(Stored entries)

== Segment start ==

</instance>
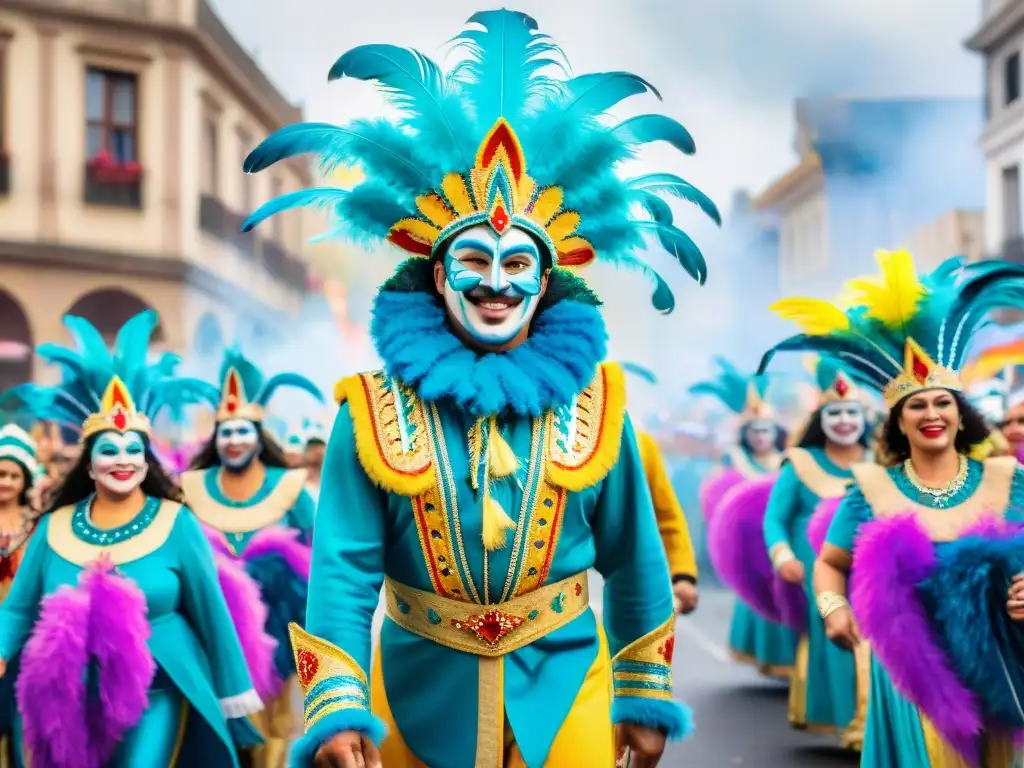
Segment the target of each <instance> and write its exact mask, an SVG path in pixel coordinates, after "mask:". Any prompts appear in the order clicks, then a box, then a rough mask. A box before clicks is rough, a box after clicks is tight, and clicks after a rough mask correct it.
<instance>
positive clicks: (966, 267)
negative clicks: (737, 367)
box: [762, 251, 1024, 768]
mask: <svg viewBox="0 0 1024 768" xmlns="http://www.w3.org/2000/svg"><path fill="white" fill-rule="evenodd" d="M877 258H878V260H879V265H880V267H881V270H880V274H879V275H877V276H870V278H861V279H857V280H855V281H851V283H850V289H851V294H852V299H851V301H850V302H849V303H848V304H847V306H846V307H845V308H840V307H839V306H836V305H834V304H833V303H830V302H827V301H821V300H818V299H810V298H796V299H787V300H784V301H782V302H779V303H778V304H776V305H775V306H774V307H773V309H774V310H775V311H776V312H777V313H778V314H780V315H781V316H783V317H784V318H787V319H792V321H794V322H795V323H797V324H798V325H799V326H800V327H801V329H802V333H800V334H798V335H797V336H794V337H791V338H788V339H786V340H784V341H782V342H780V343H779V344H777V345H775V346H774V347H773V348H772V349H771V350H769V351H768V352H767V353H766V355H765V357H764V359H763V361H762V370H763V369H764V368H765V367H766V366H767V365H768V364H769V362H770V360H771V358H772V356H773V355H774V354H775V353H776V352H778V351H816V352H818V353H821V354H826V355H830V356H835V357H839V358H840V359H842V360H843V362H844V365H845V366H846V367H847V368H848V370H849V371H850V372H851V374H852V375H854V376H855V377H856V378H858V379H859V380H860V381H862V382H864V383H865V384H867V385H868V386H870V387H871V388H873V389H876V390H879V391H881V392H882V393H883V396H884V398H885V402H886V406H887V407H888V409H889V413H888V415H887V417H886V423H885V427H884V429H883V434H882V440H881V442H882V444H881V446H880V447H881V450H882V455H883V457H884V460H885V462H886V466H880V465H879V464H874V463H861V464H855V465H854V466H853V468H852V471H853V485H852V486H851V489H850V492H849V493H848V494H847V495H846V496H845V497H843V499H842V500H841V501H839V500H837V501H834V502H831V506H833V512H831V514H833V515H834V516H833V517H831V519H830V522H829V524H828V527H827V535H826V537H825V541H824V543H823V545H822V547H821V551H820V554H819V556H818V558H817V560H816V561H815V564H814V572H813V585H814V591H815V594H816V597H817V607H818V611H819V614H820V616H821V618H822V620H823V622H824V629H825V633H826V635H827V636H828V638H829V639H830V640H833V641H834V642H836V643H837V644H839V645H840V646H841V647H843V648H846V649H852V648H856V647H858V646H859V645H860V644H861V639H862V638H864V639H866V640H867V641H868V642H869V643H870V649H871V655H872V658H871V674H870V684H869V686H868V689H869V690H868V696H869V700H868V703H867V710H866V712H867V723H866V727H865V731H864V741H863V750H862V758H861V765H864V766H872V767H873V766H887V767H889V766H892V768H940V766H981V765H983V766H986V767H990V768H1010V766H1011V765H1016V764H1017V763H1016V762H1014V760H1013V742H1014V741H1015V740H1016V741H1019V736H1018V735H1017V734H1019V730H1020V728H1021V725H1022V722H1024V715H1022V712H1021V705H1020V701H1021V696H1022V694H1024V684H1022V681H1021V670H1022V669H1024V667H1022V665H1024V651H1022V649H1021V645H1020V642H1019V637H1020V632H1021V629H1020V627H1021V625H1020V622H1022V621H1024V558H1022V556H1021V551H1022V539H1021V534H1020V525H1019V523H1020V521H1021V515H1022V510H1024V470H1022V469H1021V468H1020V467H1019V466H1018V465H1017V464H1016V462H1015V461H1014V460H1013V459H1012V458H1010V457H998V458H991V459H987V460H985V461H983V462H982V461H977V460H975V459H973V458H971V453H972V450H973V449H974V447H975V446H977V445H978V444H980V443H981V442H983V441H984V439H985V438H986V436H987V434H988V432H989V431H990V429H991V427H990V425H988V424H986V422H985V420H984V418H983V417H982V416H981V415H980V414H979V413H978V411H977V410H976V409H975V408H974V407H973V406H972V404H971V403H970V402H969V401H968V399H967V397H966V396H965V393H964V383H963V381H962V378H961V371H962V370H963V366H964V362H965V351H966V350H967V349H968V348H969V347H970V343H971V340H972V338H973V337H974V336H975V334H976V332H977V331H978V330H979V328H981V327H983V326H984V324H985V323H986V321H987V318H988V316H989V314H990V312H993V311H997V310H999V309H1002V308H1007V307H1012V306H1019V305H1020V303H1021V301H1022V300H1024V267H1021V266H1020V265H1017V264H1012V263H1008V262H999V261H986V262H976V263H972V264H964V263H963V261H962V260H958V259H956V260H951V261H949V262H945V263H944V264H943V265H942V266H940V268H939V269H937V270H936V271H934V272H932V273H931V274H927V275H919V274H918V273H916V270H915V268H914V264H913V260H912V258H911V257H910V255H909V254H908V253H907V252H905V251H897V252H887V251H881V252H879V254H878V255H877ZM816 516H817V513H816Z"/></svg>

== Segment end ==

Rewrite the records above with every "clicks" changed to "points" and nothing else altered, leaving out the pictures.

</instance>
Segment the target of each <instance> and write its exact mask, an SVG path in pixel coordinates, after "mask:". Any prompts appear in the order points, then a box, then a rough mask. A box before points is rough, a box after points is tight, and points after a rough mask correct it.
<instance>
positive points: (966, 267)
negative points: (737, 367)
box: [762, 251, 1024, 768]
mask: <svg viewBox="0 0 1024 768" xmlns="http://www.w3.org/2000/svg"><path fill="white" fill-rule="evenodd" d="M877 258H878V260H879V265H880V267H881V270H880V274H879V275H877V276H870V278H861V279H857V280H855V281H851V283H850V289H851V294H852V299H851V301H850V302H849V303H848V304H847V306H846V307H845V308H840V307H839V306H836V305H834V304H833V303H830V302H827V301H821V300H818V299H810V298H796V299H787V300H784V301H782V302H779V303H778V304H776V305H775V306H774V307H773V309H774V310H775V311H776V312H777V313H778V314H780V315H781V316H783V317H784V318H787V319H792V321H794V322H795V323H797V324H798V325H799V326H800V327H801V329H802V333H800V334H798V335H797V336H794V337H791V338H788V339H786V340H784V341H782V342H780V343H779V344H777V345H775V346H774V347H773V348H772V349H771V350H769V351H768V352H767V353H766V355H765V357H764V359H763V361H762V370H763V369H764V368H765V367H766V366H767V365H768V364H769V362H770V360H771V358H772V356H773V355H774V354H775V353H776V352H778V351H816V352H818V353H821V354H826V355H830V356H835V357H839V358H840V359H842V360H843V362H844V365H845V366H846V367H847V368H848V370H849V371H850V372H851V374H852V375H854V376H855V377H856V378H858V379H859V380H860V381H862V382H864V383H865V384H867V385H868V386H870V387H871V388H873V389H876V390H879V391H881V392H882V393H883V396H884V398H885V402H886V406H887V407H888V409H889V413H888V415H887V417H886V423H885V427H884V429H883V434H882V440H881V442H882V444H881V446H880V447H881V450H882V455H883V457H884V460H885V462H886V466H880V465H879V464H874V463H861V464H855V465H854V466H853V468H852V471H853V485H852V486H851V489H850V492H849V493H848V494H847V495H846V496H845V497H843V499H842V500H841V501H839V500H837V501H834V502H831V506H833V512H831V514H833V515H834V516H833V517H831V519H830V522H829V524H828V527H827V535H826V537H825V541H824V543H823V545H822V547H821V551H820V554H819V556H818V558H817V560H816V561H815V564H814V572H813V585H814V591H815V594H816V597H817V607H818V611H819V614H820V616H821V618H822V620H823V622H824V629H825V633H826V635H827V636H828V638H829V639H830V640H833V641H834V642H836V643H837V644H839V645H840V646H841V647H843V648H846V649H852V648H856V647H858V646H859V645H860V644H861V639H862V638H864V639H866V640H867V641H868V642H869V643H870V649H871V655H872V658H871V674H870V684H869V686H868V689H869V690H868V696H869V700H868V703H867V710H866V712H867V723H866V727H865V731H864V741H863V750H862V758H861V765H864V766H872V767H873V766H887V767H889V766H892V768H940V766H981V765H983V766H986V767H990V768H1010V766H1011V765H1016V764H1017V763H1016V762H1014V760H1013V742H1014V741H1015V740H1016V741H1019V736H1018V735H1017V734H1019V730H1020V728H1021V725H1022V722H1024V715H1022V712H1021V705H1020V701H1021V696H1022V694H1024V684H1022V681H1021V670H1022V669H1024V667H1022V665H1024V651H1022V649H1021V645H1020V642H1019V637H1020V632H1021V629H1020V627H1021V625H1020V622H1022V621H1024V558H1022V556H1021V551H1022V539H1021V534H1020V525H1019V523H1020V521H1021V515H1022V510H1024V470H1022V469H1021V468H1020V467H1019V466H1018V465H1017V464H1016V462H1015V461H1014V460H1013V459H1012V458H1010V457H998V458H991V459H987V460H985V461H983V462H982V461H977V460H975V459H973V458H971V453H972V450H973V449H974V447H975V446H977V445H978V444H980V443H981V442H983V441H984V439H985V438H986V436H987V434H988V432H989V431H990V429H991V427H990V425H988V424H986V422H985V420H984V418H983V417H982V416H981V415H980V414H979V413H978V411H977V410H976V409H975V408H974V407H973V406H972V404H971V403H970V402H969V401H968V399H967V397H966V396H965V393H964V383H963V381H962V378H961V371H962V370H963V366H964V362H965V351H966V350H967V349H968V348H969V347H970V343H971V340H972V338H973V337H974V336H975V334H976V332H977V331H978V330H979V328H981V327H983V326H984V324H985V323H986V321H987V318H988V316H989V314H990V312H993V311H997V310H999V309H1002V308H1007V307H1012V306H1019V305H1020V303H1021V301H1022V300H1024V267H1021V266H1020V265H1017V264H1012V263H1008V262H999V261H986V262H976V263H972V264H964V263H963V261H962V260H958V259H956V260H951V261H949V262H945V263H944V264H943V265H942V266H940V268H939V269H937V270H936V271H934V272H932V273H931V274H927V275H919V274H918V273H916V270H915V268H914V264H913V260H912V258H911V257H910V255H909V254H908V253H907V252H905V251H897V252H887V251H881V252H879V254H878V255H877ZM816 516H817V513H816Z"/></svg>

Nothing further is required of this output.